▶ _Activity_
The lines below starting at the line containing "Query: map on panel" and ending at the line containing "Query: shadow on ground" are to be repeated exactly, with both ends kept and nothing else added.

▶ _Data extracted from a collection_
★ ★ ★ ★ ★ ★ ★

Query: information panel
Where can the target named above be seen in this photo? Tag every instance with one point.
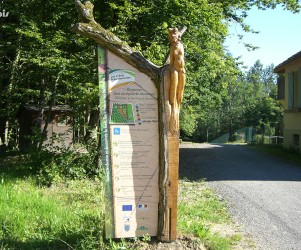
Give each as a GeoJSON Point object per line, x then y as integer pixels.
{"type": "Point", "coordinates": [134, 149]}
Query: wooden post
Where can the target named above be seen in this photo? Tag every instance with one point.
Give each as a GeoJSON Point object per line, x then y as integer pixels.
{"type": "Point", "coordinates": [169, 81]}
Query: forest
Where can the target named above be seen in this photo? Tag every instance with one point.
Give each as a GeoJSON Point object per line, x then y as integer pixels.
{"type": "Point", "coordinates": [44, 63]}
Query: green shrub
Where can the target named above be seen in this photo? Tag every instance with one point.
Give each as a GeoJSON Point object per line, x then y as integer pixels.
{"type": "Point", "coordinates": [55, 163]}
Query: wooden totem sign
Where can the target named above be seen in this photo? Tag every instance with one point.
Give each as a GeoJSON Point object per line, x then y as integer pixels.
{"type": "Point", "coordinates": [140, 105]}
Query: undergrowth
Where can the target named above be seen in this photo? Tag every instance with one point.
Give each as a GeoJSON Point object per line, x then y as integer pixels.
{"type": "Point", "coordinates": [199, 208]}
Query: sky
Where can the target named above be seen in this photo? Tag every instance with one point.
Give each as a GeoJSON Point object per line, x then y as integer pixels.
{"type": "Point", "coordinates": [279, 37]}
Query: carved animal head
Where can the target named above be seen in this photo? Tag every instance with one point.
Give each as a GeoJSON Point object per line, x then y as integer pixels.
{"type": "Point", "coordinates": [174, 35]}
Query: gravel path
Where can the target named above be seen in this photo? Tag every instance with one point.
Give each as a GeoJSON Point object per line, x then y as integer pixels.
{"type": "Point", "coordinates": [263, 193]}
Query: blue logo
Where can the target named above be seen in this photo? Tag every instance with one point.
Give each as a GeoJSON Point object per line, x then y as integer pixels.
{"type": "Point", "coordinates": [127, 208]}
{"type": "Point", "coordinates": [116, 131]}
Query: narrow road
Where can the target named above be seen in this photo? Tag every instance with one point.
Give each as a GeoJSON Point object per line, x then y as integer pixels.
{"type": "Point", "coordinates": [263, 192]}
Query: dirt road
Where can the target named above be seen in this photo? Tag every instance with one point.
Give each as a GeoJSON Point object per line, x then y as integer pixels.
{"type": "Point", "coordinates": [263, 193]}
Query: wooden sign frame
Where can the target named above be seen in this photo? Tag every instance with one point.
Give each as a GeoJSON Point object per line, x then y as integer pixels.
{"type": "Point", "coordinates": [163, 78]}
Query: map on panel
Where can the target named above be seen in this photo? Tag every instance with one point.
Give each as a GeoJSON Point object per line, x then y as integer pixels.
{"type": "Point", "coordinates": [122, 114]}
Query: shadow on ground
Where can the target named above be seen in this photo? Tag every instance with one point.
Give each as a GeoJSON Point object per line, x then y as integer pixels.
{"type": "Point", "coordinates": [221, 162]}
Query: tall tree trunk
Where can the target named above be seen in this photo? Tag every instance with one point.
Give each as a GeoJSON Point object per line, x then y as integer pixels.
{"type": "Point", "coordinates": [10, 134]}
{"type": "Point", "coordinates": [48, 118]}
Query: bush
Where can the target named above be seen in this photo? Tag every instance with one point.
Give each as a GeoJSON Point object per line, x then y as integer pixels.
{"type": "Point", "coordinates": [55, 163]}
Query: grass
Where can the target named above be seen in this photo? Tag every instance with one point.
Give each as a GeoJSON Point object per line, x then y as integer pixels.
{"type": "Point", "coordinates": [66, 216]}
{"type": "Point", "coordinates": [200, 210]}
{"type": "Point", "coordinates": [69, 214]}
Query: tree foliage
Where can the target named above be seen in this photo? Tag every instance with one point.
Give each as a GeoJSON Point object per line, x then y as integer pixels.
{"type": "Point", "coordinates": [39, 51]}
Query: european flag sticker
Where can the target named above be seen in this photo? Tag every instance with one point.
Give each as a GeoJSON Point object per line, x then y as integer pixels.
{"type": "Point", "coordinates": [116, 131]}
{"type": "Point", "coordinates": [127, 208]}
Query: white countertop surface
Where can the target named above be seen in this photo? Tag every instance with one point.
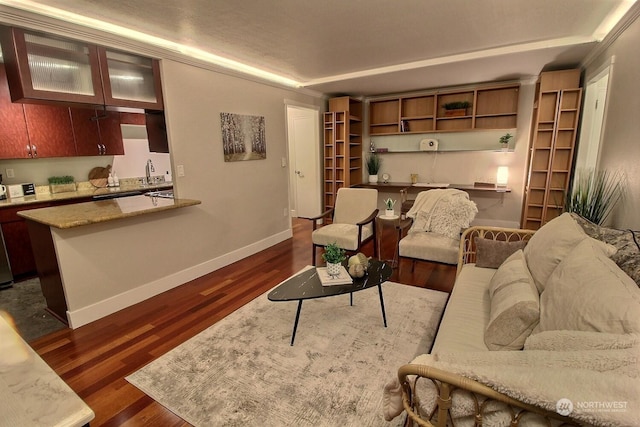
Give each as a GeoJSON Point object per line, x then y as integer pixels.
{"type": "Point", "coordinates": [32, 394]}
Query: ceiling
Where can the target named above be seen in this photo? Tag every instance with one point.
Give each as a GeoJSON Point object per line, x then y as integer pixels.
{"type": "Point", "coordinates": [365, 47]}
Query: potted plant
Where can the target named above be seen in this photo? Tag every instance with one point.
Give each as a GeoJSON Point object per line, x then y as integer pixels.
{"type": "Point", "coordinates": [456, 108]}
{"type": "Point", "coordinates": [594, 194]}
{"type": "Point", "coordinates": [333, 256]}
{"type": "Point", "coordinates": [504, 141]}
{"type": "Point", "coordinates": [61, 184]}
{"type": "Point", "coordinates": [373, 167]}
{"type": "Point", "coordinates": [389, 204]}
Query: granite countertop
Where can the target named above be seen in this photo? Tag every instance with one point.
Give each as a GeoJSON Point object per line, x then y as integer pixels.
{"type": "Point", "coordinates": [78, 214]}
{"type": "Point", "coordinates": [84, 190]}
{"type": "Point", "coordinates": [30, 391]}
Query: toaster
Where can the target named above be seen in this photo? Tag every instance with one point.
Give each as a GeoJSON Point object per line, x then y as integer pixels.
{"type": "Point", "coordinates": [21, 190]}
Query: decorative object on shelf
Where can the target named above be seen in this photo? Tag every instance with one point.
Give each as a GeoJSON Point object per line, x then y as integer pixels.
{"type": "Point", "coordinates": [61, 184]}
{"type": "Point", "coordinates": [457, 108]}
{"type": "Point", "coordinates": [373, 167]}
{"type": "Point", "coordinates": [333, 255]}
{"type": "Point", "coordinates": [504, 141]}
{"type": "Point", "coordinates": [389, 204]}
{"type": "Point", "coordinates": [594, 194]}
{"type": "Point", "coordinates": [243, 137]}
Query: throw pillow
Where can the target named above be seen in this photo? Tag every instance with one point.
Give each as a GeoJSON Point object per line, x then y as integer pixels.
{"type": "Point", "coordinates": [589, 292]}
{"type": "Point", "coordinates": [492, 253]}
{"type": "Point", "coordinates": [451, 215]}
{"type": "Point", "coordinates": [515, 307]}
{"type": "Point", "coordinates": [626, 242]}
{"type": "Point", "coordinates": [549, 245]}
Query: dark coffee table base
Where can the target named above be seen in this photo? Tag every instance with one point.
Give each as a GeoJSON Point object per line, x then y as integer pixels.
{"type": "Point", "coordinates": [290, 290]}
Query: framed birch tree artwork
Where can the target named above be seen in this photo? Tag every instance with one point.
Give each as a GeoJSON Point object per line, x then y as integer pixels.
{"type": "Point", "coordinates": [243, 137]}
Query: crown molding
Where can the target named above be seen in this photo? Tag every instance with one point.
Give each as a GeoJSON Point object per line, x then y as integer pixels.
{"type": "Point", "coordinates": [629, 18]}
{"type": "Point", "coordinates": [33, 21]}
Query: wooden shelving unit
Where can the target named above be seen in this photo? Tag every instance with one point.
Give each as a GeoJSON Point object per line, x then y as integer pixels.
{"type": "Point", "coordinates": [342, 146]}
{"type": "Point", "coordinates": [492, 107]}
{"type": "Point", "coordinates": [556, 115]}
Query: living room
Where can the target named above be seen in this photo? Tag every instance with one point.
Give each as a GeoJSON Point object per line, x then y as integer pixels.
{"type": "Point", "coordinates": [227, 227]}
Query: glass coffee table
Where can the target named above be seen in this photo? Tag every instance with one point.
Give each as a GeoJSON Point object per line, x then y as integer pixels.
{"type": "Point", "coordinates": [307, 285]}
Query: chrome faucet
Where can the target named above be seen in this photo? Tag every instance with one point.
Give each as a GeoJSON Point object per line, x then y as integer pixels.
{"type": "Point", "coordinates": [148, 169]}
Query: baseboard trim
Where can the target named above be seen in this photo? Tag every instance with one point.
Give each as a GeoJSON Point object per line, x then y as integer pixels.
{"type": "Point", "coordinates": [141, 293]}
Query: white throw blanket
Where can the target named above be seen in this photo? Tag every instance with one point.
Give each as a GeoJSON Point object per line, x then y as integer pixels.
{"type": "Point", "coordinates": [602, 385]}
{"type": "Point", "coordinates": [442, 211]}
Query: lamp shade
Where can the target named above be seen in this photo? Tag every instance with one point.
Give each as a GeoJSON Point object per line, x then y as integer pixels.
{"type": "Point", "coordinates": [502, 177]}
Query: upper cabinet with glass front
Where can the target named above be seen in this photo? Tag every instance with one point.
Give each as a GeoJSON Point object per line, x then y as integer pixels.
{"type": "Point", "coordinates": [47, 68]}
{"type": "Point", "coordinates": [43, 68]}
{"type": "Point", "coordinates": [130, 80]}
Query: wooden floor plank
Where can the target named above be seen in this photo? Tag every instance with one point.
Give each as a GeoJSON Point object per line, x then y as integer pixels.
{"type": "Point", "coordinates": [95, 359]}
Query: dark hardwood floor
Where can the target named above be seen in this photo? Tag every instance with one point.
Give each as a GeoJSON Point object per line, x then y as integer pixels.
{"type": "Point", "coordinates": [94, 359]}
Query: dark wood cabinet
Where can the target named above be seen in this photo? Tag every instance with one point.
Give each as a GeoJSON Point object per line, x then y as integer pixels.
{"type": "Point", "coordinates": [157, 132]}
{"type": "Point", "coordinates": [96, 132]}
{"type": "Point", "coordinates": [17, 241]}
{"type": "Point", "coordinates": [86, 132]}
{"type": "Point", "coordinates": [130, 80]}
{"type": "Point", "coordinates": [50, 131]}
{"type": "Point", "coordinates": [14, 140]}
{"type": "Point", "coordinates": [46, 68]}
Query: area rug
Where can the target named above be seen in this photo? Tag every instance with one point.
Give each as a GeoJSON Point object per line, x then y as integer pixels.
{"type": "Point", "coordinates": [242, 370]}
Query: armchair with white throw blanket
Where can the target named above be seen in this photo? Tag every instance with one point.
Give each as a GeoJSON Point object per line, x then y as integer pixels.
{"type": "Point", "coordinates": [438, 217]}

★ ★ ★ ★ ★ ★ ★

▶ _Response to this task_
Query: map on panel
Where can the target named above be seen in this photo? Tag every instance with one point.
Give each as a GeoJSON Point object per line, x then y as integer pixels.
{"type": "Point", "coordinates": [122, 114]}
Query: shadow on ground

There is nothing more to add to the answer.